Task description
The expected output is an exact restatement of all the records.

Records for the exercise
• • • •

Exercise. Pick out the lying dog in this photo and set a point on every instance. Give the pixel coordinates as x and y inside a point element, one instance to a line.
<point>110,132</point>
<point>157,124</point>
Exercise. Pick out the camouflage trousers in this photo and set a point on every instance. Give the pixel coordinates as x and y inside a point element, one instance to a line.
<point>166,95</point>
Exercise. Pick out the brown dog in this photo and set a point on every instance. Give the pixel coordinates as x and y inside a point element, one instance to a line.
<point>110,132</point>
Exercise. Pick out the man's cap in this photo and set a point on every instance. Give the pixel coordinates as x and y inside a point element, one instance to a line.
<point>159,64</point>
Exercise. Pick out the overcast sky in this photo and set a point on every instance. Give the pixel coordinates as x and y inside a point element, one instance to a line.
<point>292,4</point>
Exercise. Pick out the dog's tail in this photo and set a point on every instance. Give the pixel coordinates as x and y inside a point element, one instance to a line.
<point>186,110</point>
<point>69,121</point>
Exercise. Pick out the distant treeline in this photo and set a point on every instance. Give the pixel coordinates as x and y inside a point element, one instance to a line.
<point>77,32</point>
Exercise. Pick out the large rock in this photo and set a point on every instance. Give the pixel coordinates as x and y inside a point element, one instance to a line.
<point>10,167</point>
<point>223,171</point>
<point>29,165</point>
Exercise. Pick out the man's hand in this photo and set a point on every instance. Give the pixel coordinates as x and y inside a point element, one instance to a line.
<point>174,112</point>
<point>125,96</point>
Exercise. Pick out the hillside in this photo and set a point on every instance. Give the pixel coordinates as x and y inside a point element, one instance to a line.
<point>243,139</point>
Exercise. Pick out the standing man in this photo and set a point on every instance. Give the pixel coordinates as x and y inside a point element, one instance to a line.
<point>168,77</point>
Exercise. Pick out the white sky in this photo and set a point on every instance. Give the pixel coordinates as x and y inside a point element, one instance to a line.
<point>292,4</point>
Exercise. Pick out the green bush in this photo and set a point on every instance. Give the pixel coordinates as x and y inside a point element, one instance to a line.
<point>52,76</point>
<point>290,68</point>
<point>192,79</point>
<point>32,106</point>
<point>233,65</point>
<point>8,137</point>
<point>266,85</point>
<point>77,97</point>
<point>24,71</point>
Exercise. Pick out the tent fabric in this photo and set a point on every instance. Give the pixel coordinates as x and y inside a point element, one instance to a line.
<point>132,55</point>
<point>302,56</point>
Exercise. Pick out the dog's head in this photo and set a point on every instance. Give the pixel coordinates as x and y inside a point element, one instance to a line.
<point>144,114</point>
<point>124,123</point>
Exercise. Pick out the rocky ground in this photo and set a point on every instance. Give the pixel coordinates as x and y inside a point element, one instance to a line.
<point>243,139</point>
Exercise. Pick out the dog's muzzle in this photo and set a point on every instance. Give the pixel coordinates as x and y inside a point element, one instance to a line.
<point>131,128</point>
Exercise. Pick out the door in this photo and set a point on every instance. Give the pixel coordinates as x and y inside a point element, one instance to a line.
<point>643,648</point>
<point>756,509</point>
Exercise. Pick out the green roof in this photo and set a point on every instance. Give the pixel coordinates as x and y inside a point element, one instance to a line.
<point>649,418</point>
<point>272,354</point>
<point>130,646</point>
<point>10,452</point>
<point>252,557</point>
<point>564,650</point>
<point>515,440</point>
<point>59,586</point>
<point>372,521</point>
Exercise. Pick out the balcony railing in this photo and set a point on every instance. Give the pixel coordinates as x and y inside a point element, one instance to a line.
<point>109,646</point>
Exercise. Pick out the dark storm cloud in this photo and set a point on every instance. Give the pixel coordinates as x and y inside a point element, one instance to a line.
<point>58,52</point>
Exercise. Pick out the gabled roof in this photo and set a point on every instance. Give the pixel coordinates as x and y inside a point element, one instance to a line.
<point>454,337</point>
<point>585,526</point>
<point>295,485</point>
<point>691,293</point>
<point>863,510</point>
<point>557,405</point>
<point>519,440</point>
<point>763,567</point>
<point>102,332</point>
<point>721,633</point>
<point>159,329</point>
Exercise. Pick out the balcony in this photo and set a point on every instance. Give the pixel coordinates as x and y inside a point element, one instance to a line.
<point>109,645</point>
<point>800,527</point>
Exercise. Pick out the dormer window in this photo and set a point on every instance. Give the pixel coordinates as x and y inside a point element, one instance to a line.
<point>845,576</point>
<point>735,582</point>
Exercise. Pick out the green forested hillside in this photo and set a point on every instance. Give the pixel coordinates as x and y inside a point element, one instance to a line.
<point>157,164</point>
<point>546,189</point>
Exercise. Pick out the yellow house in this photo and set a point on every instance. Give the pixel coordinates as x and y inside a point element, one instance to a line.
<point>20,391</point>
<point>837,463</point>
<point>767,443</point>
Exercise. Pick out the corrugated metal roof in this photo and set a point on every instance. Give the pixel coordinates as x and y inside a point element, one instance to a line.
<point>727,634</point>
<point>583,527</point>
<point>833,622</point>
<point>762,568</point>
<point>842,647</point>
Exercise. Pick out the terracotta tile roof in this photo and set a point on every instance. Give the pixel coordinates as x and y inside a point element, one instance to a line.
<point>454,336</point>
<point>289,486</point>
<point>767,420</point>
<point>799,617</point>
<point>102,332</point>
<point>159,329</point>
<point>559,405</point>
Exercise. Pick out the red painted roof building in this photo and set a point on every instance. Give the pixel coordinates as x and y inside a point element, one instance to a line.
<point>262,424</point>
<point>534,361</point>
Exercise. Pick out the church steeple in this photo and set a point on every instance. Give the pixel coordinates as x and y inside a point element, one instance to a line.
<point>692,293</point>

• • • •

Exercise output
Exercise. Pick out the lying dog in this photo and set a point on every instance. Give the pixel coordinates as x and y inside a point element, one instance to a line.
<point>110,132</point>
<point>157,124</point>
Exercise. Pick out the camouflage trousers in this photo and set a point on every instance. Give the pixel coordinates as x and y inside a point element, one instance to a line.
<point>166,95</point>
Exercise. Pick out the brown dog in this photo and set a point on every instance. Give the pixel coordinates as x and y inside a point element, one instance to a line.
<point>110,132</point>
Exercise. Pick out the man's cap in this photo and set a point on every instance. Give the pixel coordinates as x and y inside a point element, one instance to a line.
<point>159,64</point>
Exercise. Pick out the overcast sky in this photo and set a point on every instance. Give the pixel coordinates as x and y inside a point element, one instance to a line.
<point>292,4</point>
Exercise. Pick out the dog's tail in this photo and set a point on every instance. Give the pixel coordinates as x and y inside a point element, one instance to a line.
<point>186,110</point>
<point>69,121</point>
Exercise. Pick out the distant treeline in this photo and set a point on every instance. Give the pixel coordinates as x and y inside a point element, one instance to a line.
<point>77,32</point>
Exercise. Pick out the large rock in this photo and set a point on every instance. Give the pixel coordinates as x and y inside a point element, one instance to a line.
<point>10,167</point>
<point>223,171</point>
<point>29,165</point>
Exercise. Pick out the man's hand in this photo and set a point on every instance. Give the pixel coordinates as x and y inside a point element, one instance to a line.
<point>174,112</point>
<point>125,96</point>
Exercise. Pick out the hillside in this photo and set a point on every instance. Give the pixel coordinates as x and y inside a point element, one instance to a line.
<point>243,139</point>
Exercise. Pick out the standing man in this photo and set a point on every instance. Give the pixel coordinates as x and y inside a point element, one instance to a line.
<point>168,77</point>
Exercise. Pick out the white sky in this photo and set a point on every instance. Give the pixel coordinates as x and y inside a point element, one instance to a line.
<point>292,4</point>
Exercise. Pick out the green bush in this photo and set a point on every instance. Give the pixel coordinates as x and y inside a point element, one instance to a line.
<point>52,76</point>
<point>290,68</point>
<point>192,79</point>
<point>32,106</point>
<point>233,65</point>
<point>8,137</point>
<point>266,85</point>
<point>77,97</point>
<point>24,71</point>
Exercise. Pick out the tent fabric in this photo and set a point on every instance. Give the pixel coordinates as x and y inside a point element, one instance to a line.
<point>132,55</point>
<point>302,56</point>
Exercise. Pick out the dog's head in this photo and set a point on every instance. Give the pixel coordinates as x and y inside a point element, one instance to a line.
<point>144,114</point>
<point>124,123</point>
Exercise. Pick out the rocky ground in this photo and set a point on every instance. Give the pixel coordinates as x and y inside a point element, one instance to a line.
<point>243,139</point>
Exercise. Pick out the dog's muzzle in this photo and set a point on every instance. Give the pixel coordinates as x and y inside a point element, one instance to a line.
<point>131,128</point>
Exercise. Pick out the door in this photo and set a point on every instance. Give the pixel coordinates as x and y inside a point element, one instance to a line.
<point>643,648</point>
<point>756,509</point>
Exercise. Pick out the green roof in this photo and set a point on every instance. Give the pixel coordinates as x and y inside a point element, one instance to a line.
<point>649,418</point>
<point>272,354</point>
<point>130,646</point>
<point>10,452</point>
<point>252,557</point>
<point>564,650</point>
<point>515,440</point>
<point>59,586</point>
<point>372,521</point>
Exercise. Pick out the balcony railing in this photo and set a point on every instance. Give the pixel coordinates as x and y inside a point element, one instance to a line.
<point>109,646</point>
Exercise. Pick out the dark storm cloud in this photo and set a point on every instance. Give the pixel coordinates as x and y inside a point element, one instance to a line.
<point>58,52</point>
Exercise. Pick out the gabled roof in this photo and set a point on every instance. Give the pixel coordinates as x and y inside a point element, one instance to a line.
<point>454,337</point>
<point>585,526</point>
<point>295,485</point>
<point>691,293</point>
<point>863,510</point>
<point>557,405</point>
<point>519,440</point>
<point>763,567</point>
<point>102,332</point>
<point>721,633</point>
<point>159,329</point>
Exercise. Pick out the balcony in this photo and set a point on every instance. Give the pixel coordinates as x and y inside a point element, one instance to a line.
<point>109,645</point>
<point>800,527</point>
Exercise. Pick out the dormer window in this photo and set a point on every instance. Give the pixel coordinates as x and y inside a point element, one instance to a line.
<point>845,576</point>
<point>735,582</point>
Exercise. Pick out the green forested hillside in this photo and set a point on every instance. Give the pixel coordinates as x and y inside a point element, one instance to a line.
<point>157,164</point>
<point>546,189</point>
Exercise. Pick out the yellow house in this photo and set a point on every instance. Give the pixel coordinates as x and y inside a point element, one instance to a line.
<point>20,391</point>
<point>837,463</point>
<point>767,443</point>
Exercise. Pick out the corrugated metal roof in this photo and set a point on every instance. Give the pixel coordinates as x and y inside a point element, one instance to a line.
<point>727,634</point>
<point>583,527</point>
<point>833,622</point>
<point>762,568</point>
<point>842,647</point>
Exercise. Pick out the terracotta tile roof in this photo and set a point on every instance. Give the pixel coordinates as x and y inside a point element, one instance to a line.
<point>454,336</point>
<point>289,486</point>
<point>767,420</point>
<point>799,617</point>
<point>102,332</point>
<point>159,329</point>
<point>559,405</point>
Exercise. Pick out the red painted roof building in this photo and set a point on every instance. Give the pixel coordinates as x and y inside a point element, one instance to a line.
<point>262,424</point>
<point>534,361</point>
Exercise. Pick out the church steeple in this photo and set a point on every instance. Give the pixel coordinates as x and y inside a point element, one instance to a line.
<point>692,293</point>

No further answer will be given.